- **Provided records**:
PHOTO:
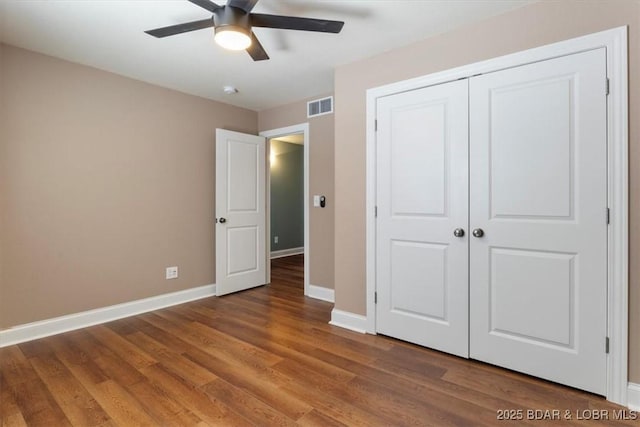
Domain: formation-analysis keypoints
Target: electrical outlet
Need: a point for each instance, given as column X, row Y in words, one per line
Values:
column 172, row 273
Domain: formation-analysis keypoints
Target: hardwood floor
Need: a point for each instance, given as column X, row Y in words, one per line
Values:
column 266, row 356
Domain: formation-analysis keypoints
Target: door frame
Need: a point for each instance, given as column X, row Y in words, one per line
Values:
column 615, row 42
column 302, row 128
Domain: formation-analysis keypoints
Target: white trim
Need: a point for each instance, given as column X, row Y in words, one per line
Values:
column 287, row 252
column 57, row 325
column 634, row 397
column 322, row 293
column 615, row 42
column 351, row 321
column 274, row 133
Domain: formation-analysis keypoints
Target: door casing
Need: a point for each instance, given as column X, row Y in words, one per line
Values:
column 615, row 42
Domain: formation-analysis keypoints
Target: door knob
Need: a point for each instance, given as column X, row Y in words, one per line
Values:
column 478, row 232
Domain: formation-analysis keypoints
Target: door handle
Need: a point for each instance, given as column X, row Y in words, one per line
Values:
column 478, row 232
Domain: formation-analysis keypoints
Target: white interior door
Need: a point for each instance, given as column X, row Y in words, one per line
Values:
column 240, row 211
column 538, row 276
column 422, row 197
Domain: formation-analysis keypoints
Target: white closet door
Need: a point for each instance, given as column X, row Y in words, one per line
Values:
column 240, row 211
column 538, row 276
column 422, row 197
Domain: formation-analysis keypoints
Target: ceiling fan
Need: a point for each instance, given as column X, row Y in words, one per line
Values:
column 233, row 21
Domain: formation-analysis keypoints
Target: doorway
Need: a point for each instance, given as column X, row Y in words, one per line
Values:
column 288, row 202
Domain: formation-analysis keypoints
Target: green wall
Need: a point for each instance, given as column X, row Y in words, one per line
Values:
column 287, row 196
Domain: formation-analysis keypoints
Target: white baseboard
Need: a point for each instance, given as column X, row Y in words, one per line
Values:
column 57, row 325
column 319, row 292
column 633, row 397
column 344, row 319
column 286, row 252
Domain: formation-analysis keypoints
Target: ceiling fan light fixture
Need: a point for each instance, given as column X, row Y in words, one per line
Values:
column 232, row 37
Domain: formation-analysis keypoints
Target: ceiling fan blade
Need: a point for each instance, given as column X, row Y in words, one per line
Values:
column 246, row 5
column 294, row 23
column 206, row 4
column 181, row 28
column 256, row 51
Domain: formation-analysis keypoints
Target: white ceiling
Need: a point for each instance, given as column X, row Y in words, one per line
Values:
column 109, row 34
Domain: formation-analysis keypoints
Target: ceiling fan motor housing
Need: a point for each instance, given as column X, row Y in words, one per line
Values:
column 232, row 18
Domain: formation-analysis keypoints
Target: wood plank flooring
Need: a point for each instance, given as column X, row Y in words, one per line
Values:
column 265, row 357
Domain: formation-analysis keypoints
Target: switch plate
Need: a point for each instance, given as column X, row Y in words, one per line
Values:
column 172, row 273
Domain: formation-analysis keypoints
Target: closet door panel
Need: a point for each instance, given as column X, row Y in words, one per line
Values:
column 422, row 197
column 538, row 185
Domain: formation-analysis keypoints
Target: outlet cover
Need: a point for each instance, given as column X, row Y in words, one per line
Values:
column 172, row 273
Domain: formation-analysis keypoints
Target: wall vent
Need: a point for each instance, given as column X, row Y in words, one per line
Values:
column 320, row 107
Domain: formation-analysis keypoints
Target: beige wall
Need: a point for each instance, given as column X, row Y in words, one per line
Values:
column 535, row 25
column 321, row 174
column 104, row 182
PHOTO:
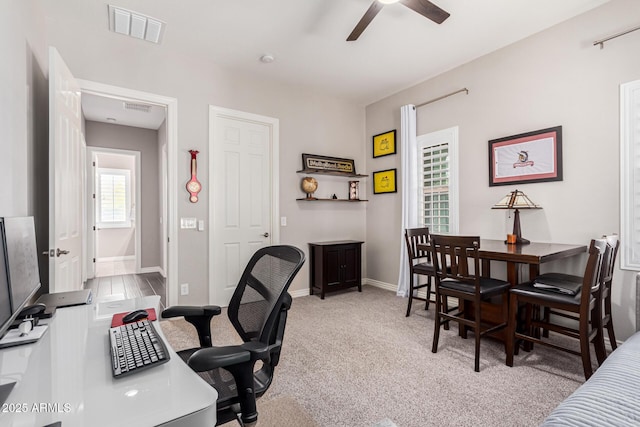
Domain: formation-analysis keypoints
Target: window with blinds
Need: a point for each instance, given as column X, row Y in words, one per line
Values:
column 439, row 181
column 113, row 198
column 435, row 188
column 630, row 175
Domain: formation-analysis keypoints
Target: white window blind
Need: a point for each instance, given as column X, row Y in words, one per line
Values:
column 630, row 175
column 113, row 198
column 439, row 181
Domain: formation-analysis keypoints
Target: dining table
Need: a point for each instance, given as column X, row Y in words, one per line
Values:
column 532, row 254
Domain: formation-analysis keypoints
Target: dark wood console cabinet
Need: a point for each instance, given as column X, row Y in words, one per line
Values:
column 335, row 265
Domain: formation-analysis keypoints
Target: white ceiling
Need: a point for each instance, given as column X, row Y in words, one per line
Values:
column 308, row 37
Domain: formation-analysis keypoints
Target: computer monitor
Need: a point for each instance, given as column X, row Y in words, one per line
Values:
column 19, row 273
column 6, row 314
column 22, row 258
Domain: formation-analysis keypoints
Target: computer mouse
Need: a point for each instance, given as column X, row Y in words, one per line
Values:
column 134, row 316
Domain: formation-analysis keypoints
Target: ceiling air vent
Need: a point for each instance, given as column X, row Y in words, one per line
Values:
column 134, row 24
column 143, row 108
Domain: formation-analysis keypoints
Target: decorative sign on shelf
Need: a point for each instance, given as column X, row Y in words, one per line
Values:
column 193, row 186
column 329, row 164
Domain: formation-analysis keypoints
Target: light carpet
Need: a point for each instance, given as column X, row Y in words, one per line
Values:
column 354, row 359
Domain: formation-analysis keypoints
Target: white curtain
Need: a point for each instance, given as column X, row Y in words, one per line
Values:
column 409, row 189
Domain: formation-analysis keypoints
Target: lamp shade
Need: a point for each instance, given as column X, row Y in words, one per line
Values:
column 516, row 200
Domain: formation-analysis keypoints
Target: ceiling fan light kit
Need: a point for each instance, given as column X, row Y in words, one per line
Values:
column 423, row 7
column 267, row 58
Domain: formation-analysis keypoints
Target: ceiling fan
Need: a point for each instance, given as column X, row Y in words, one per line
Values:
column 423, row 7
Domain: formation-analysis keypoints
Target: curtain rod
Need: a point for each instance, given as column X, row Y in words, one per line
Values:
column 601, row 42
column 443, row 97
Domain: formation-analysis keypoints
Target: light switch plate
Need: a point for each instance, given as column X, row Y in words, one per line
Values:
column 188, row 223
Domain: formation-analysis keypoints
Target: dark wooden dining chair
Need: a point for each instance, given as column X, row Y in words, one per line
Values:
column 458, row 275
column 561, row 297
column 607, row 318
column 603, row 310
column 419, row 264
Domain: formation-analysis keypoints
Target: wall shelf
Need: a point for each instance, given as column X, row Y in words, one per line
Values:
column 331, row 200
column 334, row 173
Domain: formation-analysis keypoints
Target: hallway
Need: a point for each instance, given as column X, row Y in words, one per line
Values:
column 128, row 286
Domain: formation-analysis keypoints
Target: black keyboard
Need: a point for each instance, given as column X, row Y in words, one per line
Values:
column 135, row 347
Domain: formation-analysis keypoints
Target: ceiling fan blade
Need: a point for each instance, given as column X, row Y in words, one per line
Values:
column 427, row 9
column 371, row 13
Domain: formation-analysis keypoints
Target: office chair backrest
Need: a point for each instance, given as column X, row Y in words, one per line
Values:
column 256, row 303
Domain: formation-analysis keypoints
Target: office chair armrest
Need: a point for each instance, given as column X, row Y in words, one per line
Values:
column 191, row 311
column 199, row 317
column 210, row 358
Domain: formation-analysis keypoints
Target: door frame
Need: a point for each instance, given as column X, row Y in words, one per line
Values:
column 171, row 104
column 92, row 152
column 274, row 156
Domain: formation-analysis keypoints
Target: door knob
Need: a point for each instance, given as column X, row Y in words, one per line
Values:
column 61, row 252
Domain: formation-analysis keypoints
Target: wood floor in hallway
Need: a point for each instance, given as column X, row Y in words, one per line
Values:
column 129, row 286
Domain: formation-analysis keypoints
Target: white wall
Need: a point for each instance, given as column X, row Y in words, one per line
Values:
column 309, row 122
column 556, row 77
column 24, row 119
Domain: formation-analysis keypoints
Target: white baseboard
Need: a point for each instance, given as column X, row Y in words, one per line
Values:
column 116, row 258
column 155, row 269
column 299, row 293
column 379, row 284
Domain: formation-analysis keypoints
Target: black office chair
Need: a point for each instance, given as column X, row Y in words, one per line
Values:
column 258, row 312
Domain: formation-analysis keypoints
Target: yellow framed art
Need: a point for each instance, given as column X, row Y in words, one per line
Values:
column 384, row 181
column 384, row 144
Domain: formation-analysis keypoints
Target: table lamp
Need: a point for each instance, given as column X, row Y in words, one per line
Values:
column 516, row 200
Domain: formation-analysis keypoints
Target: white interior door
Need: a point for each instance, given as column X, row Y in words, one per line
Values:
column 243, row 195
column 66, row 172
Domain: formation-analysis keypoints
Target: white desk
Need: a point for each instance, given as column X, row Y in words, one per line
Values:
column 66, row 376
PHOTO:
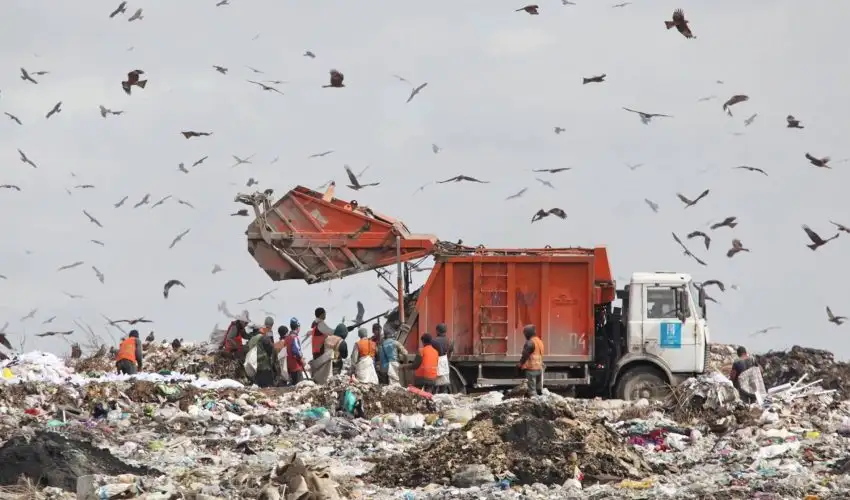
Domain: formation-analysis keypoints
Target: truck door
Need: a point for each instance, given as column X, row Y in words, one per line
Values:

- **Instruction**:
Convert the entries, from their start through the line containing "column 274, row 133", into a two-column CSV with the columns label_text and coordinates, one row per entry. Put each entry's text and its answer in a single quoted field apiece, turn line breaks into spaces, and leave the pictures out.

- **Response to the exercise**:
label_text,coordinates
"PHOTO: Domain: formation-analysis keypoints Target: electrical outlet Need: a point for each instance, given as column X, row Y in words, one per line Values:","column 172, row 273"
"Domain: formation-analysis keypoints Target: hardwood floor Need: a point for each instance, given as column X, row Y in words, one per line Values:","column 266, row 356"
"Domain: formation-analysis keypoints Target: door frame Need: a point for each instance, given as column X, row Y in words, one per line Values:","column 615, row 42 column 302, row 128"
"Domain: formation-analysis keypoints Target: white trim Need: a point for each instance, given as column X, row Y in words, one per line Values:","column 287, row 252 column 57, row 325 column 634, row 397 column 322, row 293 column 615, row 42 column 351, row 321 column 274, row 133"